---- Document passage
Former governor of Anambra State, Dr Chukwuemeka Ezeife, has said that anybody or group that tries to deny an Igbo from emerging the president in 2023 is pushing the race out of Nigeria. In this interview with VINCENT KALU, the elder statesman told the Southeast governors to perish the idea of community policing model, but should instead adopt regional security outfit in the mould of Southwest’s Amotekun.
What is your view on the state of the nation, insecurity everywhere?
The failure is so conspicuous now, we were afraid before and we were shouting but now, the real thing has happened – failure in every direction and we don’t know what to do. We are even told that the Supreme Court said it has no power to reverse its verdict; these are parts of comprehensive failure we have achieved.
Former President Olusegun Obasanjo, within the week, harped on restructuring and said that failure to restructure may plunge the country into a civil war. Do you agree with him?
In an interview on AIT, recently, I called for emergency restructuring, which is the only way to save the country from breakup. We should also think a bit, the Amotekun security outfit put together by all the Yoruba speaking people, making them to have one security, the other zones should do the same and that is an aspect of restructuring. We have seen the security aspect, it has failed woefully; the Nigeria Army, the Nigeria police have failed to provide security. So, Yoruba decided to take it frontally and everybody should understand their point of view.
Obasanjo is very correct, nobody should take anybody for granted; it is either we don’t know our interest as a people or we don’t understand ourselves. There is one element of restructuring, which has been causing problems. It is resource control aspect of restructuring. Some people from the North think that the moment there is restructuring, no oil money can go to non-oil producing states. That is not the case, as there must be a plan; no particular decision is taken without the consequences being taken care of. For example, we design ways of increasing revenues for local governments and for states. No complete resource control can be achieved without first of all making sure that every level of government can have enough internally generated revenue. So that is the only point people are afraid of when you talk about restructuring, it is not so. It is a political decision and we know how to take it.
--------
--- Problem 1 ---
In the Ezeife interview, which regional security outfit does Ezeife tell the Southeast governors to copy?
--- Problem 2 ---
Using only the Ezeife interview, explain why the Yoruba decided to set up their own security outfit.
--- Problem 3 ---
Carry on the Ezeife interview after its final sentence.
The items come from a separate source, not from the Ezeife interview.
---- Data entries
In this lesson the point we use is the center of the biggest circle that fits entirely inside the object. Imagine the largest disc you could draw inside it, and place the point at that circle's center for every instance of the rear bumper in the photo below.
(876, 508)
--------
---- Data entries
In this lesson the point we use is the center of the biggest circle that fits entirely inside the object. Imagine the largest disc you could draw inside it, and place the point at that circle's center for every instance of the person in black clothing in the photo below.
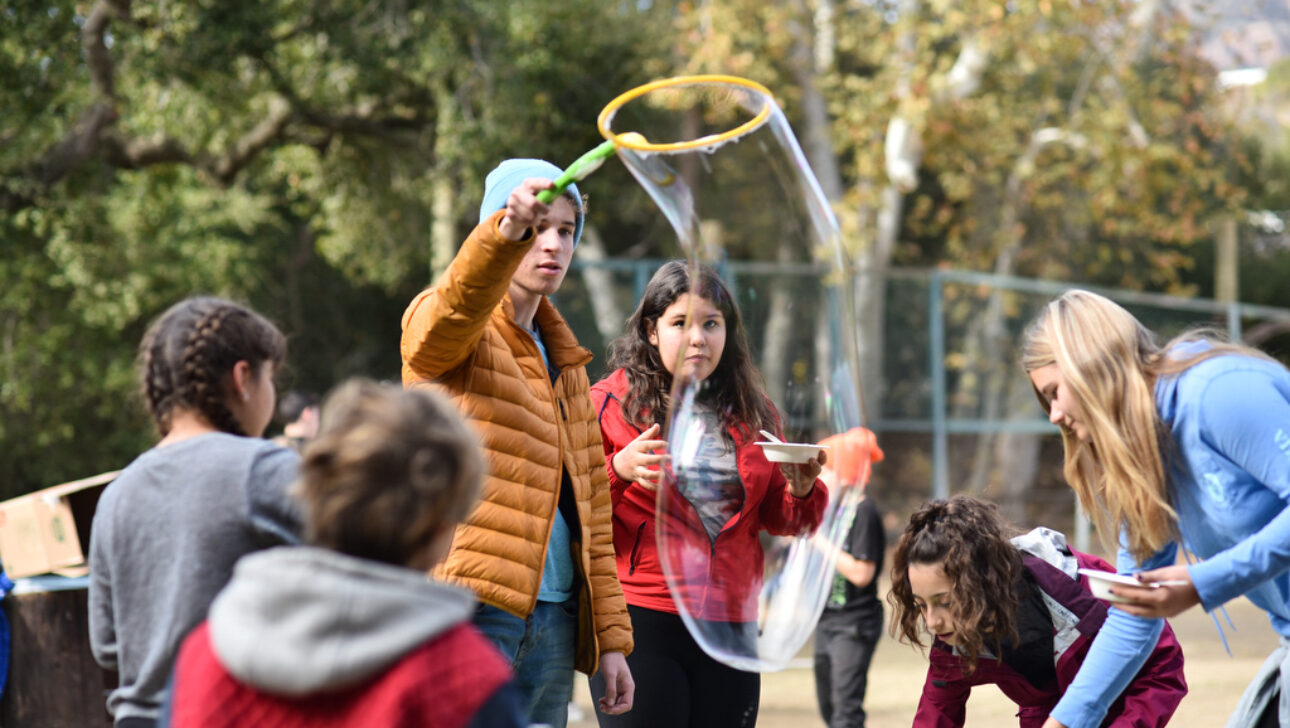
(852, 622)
--------
--- Expected answer 1 ---
Southwest's Amotekun.

--- Expected answer 2 ---
Ezeife says the security aspect has failed woefully, because the Nigeria Army and the Nigeria police have failed to provide security. So the Yoruba decided to take it on frontally with the Amotekun outfit.

--- Expected answer 3 ---
People are asking if Obasanjo was just waking up from sleep because for eight years he was in power as the president, he didn’t want to hear restructuring. Why now?
It is dynamic. Yes, he was in power, but things were not as bad as they are now. Things were not as bad as they are now, but remember even when he was in power some of us were still shouting about it as we are still doing. Then the urgency was not seen, now it is urgent to restructure.
Restructuring is in the ruling party (APC) manifesto. Why is the party finding it difficult to implement what is in its manifesto?
They don’t know what the manifesto says. Most of the parties, they just give a consultant assignment to write the manifestoes and not many members of the parties know what is in the manifesto. This is a clear case; APC has restructuring in its manifesto. It is a clear case that the leadership of APC didn’t know that it is in their manifesto or they don’t know what it means.
Your applauded the Southwest Amotekun security outfit and suggested that every zone should go for it, but recently the Southeast governors said they have adopted the community policing model. Why?
They may explain to us what they meant by that, but I think what we mean by security is the kind of thing that Yoruba people have done, and that is what our governors should do, they can do it now or later, but that is the decision of the Igbo people. It is a little worrisome if our governors don’t understand the people they are leading. If anybody tries to please any other group apart from the Igbo they are leading, then they don’t understand what is going on.
Why are the Southeast governors afraid to take decisive decision on things that concern the Igbo?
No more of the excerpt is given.